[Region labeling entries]
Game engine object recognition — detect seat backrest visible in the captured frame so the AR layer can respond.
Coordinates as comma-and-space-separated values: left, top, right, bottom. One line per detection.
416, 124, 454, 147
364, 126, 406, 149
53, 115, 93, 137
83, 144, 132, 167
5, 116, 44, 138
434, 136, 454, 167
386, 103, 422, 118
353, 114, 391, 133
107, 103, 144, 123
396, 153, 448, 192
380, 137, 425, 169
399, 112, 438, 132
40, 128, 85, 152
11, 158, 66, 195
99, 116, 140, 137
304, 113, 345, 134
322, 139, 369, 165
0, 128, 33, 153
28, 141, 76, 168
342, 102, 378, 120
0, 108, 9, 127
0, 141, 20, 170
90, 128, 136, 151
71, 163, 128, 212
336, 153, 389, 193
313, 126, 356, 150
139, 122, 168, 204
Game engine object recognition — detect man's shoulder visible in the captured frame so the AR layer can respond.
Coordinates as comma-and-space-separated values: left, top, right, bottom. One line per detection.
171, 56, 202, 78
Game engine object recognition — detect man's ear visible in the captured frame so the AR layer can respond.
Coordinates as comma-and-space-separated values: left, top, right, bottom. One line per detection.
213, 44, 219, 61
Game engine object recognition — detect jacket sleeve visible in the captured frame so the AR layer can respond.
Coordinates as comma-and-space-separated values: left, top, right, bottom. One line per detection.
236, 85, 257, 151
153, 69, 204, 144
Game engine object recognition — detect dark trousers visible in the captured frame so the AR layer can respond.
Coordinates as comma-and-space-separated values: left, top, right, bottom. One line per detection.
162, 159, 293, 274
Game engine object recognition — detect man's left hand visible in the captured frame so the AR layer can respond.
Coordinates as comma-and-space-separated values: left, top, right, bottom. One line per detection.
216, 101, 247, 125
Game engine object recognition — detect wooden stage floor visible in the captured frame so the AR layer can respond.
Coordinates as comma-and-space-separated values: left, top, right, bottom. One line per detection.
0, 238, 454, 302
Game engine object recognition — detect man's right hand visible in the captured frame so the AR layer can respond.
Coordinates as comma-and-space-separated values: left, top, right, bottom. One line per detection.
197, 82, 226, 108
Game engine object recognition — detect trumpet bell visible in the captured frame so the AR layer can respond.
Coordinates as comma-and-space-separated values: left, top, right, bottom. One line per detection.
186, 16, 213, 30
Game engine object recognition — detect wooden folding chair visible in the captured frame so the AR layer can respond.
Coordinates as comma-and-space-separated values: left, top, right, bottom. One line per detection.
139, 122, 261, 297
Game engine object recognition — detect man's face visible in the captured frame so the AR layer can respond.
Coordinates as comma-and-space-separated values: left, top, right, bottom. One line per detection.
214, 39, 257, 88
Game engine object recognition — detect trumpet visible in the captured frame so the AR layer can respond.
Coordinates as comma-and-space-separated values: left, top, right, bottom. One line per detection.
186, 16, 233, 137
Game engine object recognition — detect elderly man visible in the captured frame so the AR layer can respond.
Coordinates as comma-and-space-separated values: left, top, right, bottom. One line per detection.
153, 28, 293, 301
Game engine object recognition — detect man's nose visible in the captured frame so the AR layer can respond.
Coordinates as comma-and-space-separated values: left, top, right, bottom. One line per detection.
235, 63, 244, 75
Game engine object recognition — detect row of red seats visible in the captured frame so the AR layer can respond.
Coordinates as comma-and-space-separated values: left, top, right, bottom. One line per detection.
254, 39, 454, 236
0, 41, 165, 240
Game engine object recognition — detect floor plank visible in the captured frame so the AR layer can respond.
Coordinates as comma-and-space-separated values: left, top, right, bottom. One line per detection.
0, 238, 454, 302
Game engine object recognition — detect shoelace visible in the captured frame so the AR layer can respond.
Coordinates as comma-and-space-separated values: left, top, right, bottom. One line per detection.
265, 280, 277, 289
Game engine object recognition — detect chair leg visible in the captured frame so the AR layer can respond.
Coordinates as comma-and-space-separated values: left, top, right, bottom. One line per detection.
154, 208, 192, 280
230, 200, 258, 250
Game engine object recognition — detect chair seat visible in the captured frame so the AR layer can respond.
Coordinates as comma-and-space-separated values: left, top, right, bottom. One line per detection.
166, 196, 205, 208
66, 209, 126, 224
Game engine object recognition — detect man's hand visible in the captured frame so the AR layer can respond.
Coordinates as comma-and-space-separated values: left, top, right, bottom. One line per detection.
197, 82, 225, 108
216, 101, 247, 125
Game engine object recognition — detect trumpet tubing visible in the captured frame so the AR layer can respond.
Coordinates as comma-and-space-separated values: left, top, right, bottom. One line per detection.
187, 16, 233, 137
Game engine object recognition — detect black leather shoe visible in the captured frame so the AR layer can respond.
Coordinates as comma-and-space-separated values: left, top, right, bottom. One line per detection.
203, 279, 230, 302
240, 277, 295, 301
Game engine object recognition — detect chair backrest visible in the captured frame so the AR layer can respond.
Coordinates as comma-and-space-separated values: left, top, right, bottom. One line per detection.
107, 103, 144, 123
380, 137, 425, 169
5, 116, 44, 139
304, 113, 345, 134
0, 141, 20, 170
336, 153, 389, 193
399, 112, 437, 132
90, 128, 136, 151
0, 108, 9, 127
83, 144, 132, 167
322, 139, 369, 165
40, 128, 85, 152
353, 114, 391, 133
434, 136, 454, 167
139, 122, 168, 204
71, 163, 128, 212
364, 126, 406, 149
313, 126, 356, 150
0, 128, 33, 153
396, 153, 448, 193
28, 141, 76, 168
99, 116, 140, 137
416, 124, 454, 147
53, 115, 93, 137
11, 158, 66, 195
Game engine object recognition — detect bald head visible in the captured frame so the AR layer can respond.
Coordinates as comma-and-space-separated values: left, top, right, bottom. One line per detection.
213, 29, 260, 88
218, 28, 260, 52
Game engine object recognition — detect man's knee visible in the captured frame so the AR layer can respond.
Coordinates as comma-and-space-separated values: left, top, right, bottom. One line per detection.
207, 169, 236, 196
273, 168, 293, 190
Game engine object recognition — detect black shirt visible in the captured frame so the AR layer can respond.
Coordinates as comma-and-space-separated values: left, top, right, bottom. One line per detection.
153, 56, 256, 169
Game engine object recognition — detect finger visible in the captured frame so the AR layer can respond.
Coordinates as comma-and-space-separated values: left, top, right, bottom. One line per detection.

**OBJECTIVE:** Reproduce every one of the entries above word for word.

**RESULT OF THE TASK:**
Game engine object recognition — detect seat backrest visible in the captured frame so the AR layer can respond.
Coordinates as comma-and-space-separated values: left, top, right, bottom. One line per detection.
416, 124, 454, 147
364, 126, 406, 149
53, 115, 93, 137
83, 144, 132, 167
5, 116, 44, 138
434, 136, 454, 167
386, 103, 422, 118
353, 114, 391, 133
107, 103, 144, 123
396, 153, 448, 192
380, 137, 425, 169
399, 112, 438, 132
40, 128, 85, 152
11, 158, 66, 195
99, 116, 140, 137
304, 113, 345, 134
322, 139, 369, 165
0, 128, 33, 153
28, 141, 76, 168
342, 102, 378, 120
0, 108, 9, 127
0, 141, 20, 170
90, 128, 136, 151
71, 163, 128, 212
336, 153, 389, 193
313, 126, 356, 150
139, 122, 168, 204
Game engine object recognition — detect man's shoulder visible in the captured frame so the AR layer can respond.
Coordinates as comma-and-space-separated values: left, top, right, bottom. One line per detection.
171, 56, 202, 78
Game engine object recognition — detect man's ear visible in the captured frame so the AR layer can respond.
Coordinates as comma-and-space-separated values: left, top, right, bottom. One line per detection.
213, 44, 219, 61
Game engine object recognition — detect jacket sleeve visible in the captured frame so the AR layer can respond.
Coordinates as comma-and-space-separated values: left, top, right, bottom. One line per detection.
236, 85, 257, 151
153, 69, 204, 144
Game engine object recognition — detect dark trousers visible in the captured frame so the AR layer can respond.
Coordinates as comma-and-space-separated values: left, top, right, bottom. One line per detection.
162, 159, 293, 274
Game engine object recognition — detect man's left hand visible in the captured frame so the AR layer can respond.
Coordinates as comma-and-space-separated values: left, top, right, bottom. One line per detection.
216, 101, 247, 125
Game engine object recognition — detect wooden stage floor visible in the captured frame so the AR layer can respond.
Coordinates as comma-and-space-separated values: left, top, right, bottom. One line per detection.
0, 238, 454, 302
Game engine object recognition — detect man's right hand visible in the captured frame so the AR layer can respond.
Coordinates as comma-and-space-separated values: left, top, right, bottom. One line per detection.
197, 82, 226, 108
Game engine object recognition — detect trumpet bell visible in the captured frame so the AR layer can respond.
Coordinates as comma-and-space-separated values: left, top, right, bottom. One line per detection.
186, 16, 213, 30
Game engine object recognition — detect wooden folding chair visible in the captured frame so the AR layer can respond.
Coordinates as comma-and-space-separated values: left, top, right, bottom. One line per detection.
139, 122, 261, 297
Game engine object recognition — detect man's face visible in the captured frame so the AR layer can respond.
Coordinates as comma-and-space-separated values: left, top, right, bottom. One line per detection.
214, 39, 257, 88
Game engine object recognition — detect trumpet visible in the captured frame so the AR layer can respond.
Coordinates as comma-and-space-separated values: left, top, right, bottom. One line per detection.
186, 16, 233, 137
Game engine object recognition — detect elderly man visible in the captured frame so the AR layer can respond.
Coordinates as comma-and-space-separated values: left, top, right, bottom. One line per detection.
153, 28, 293, 301
Game engine object recognition — detect man's nose visible in the captured frame so the AR layer can respond.
Coordinates as comma-and-space-separated values: left, top, right, bottom. One line per detection.
235, 63, 244, 75
Game engine object recognition — detect row of red seats visible in the captured frame so the AR layer can respond.
Coordinates as comma-and-space-separated values: left, top, right, bottom. One line per detection.
254, 39, 454, 236
0, 41, 165, 240
Game engine object recognition — detect floor plank visible in the captured frame so the AR layer can respond.
Coordinates as comma-and-space-separated values: left, top, right, bottom. One line per detection.
0, 238, 454, 302
Game engine object recognition — detect shoelace visible in the captured frame so the AR layer can respond.
Coordinates as comma-and-space-separated values: left, top, right, bottom. One line per detection.
265, 280, 277, 289
Game engine object recognition — detect chair leg visible in the captured frame so the AR layer can respond.
Coordinates as comma-and-space-separated values: left, top, right, bottom. One line per detection.
154, 208, 192, 280
230, 200, 258, 250
Game engine object recognition — detect chair seat visible in the captured frame so the AR layer can respond.
Coordinates as comma-and-space-separated values: left, top, right, bottom. One line per detection.
166, 196, 205, 208
66, 209, 126, 224
Game engine object recognition — detect man's hand visible in the captured frame so the AR layer can respond.
Coordinates as comma-and-space-separated values: left, top, right, bottom. One line per detection.
197, 82, 225, 108
216, 101, 247, 125
Game engine object recognition — detect trumpet tubing visible in the captured frame so the AR layer can respond.
Coordinates as comma-and-space-separated values: left, top, right, bottom. One line per detection.
187, 16, 233, 137
Game engine object recognition — detect black leather shoe visible in the captured frame so the AR layer can respond.
Coordinates as comma-and-space-separated values: left, top, right, bottom. One line per detection.
203, 279, 230, 302
240, 277, 295, 301
Game engine object recognition — detect chair backrest visible in the captured frame so the AR layer can respond.
Coordinates as comma-and-space-separated values: left, top, right, bottom. One line per detection.
107, 103, 144, 123
380, 137, 425, 169
5, 116, 44, 139
304, 113, 345, 134
0, 141, 20, 170
336, 153, 389, 193
399, 112, 437, 132
90, 128, 136, 151
0, 108, 9, 127
83, 144, 132, 167
322, 139, 369, 165
40, 128, 85, 152
353, 114, 391, 133
434, 136, 454, 167
139, 122, 168, 204
71, 163, 128, 212
364, 126, 406, 149
313, 126, 356, 150
0, 128, 33, 153
396, 153, 448, 193
28, 141, 76, 168
99, 116, 140, 137
416, 124, 454, 147
53, 115, 93, 137
11, 158, 66, 195
Game engine object recognition — detect bald head visible in the captured frame so the AR layer can respond.
Coordinates as comma-and-space-separated values: left, top, right, bottom. One line per detection.
213, 29, 260, 88
218, 28, 260, 52
Game engine object recognition — detect man's knee visible in the captured frame so the AR layer can respond.
Coordinates as comma-and-space-separated values: left, top, right, bottom. One line per detection.
207, 169, 236, 196
273, 168, 293, 190
Game engine object recognition — detect black shirt visible in the captured frame so the AR layer can respond.
Coordinates as comma-and-space-separated values: left, top, right, bottom. One line per detection.
153, 56, 256, 169
Game engine object recognition — detect finger visible in the captured frame so the AR layer can respond.
Coordinates as comma-and-space-separated values: left, top, right, bottom. One line per detection.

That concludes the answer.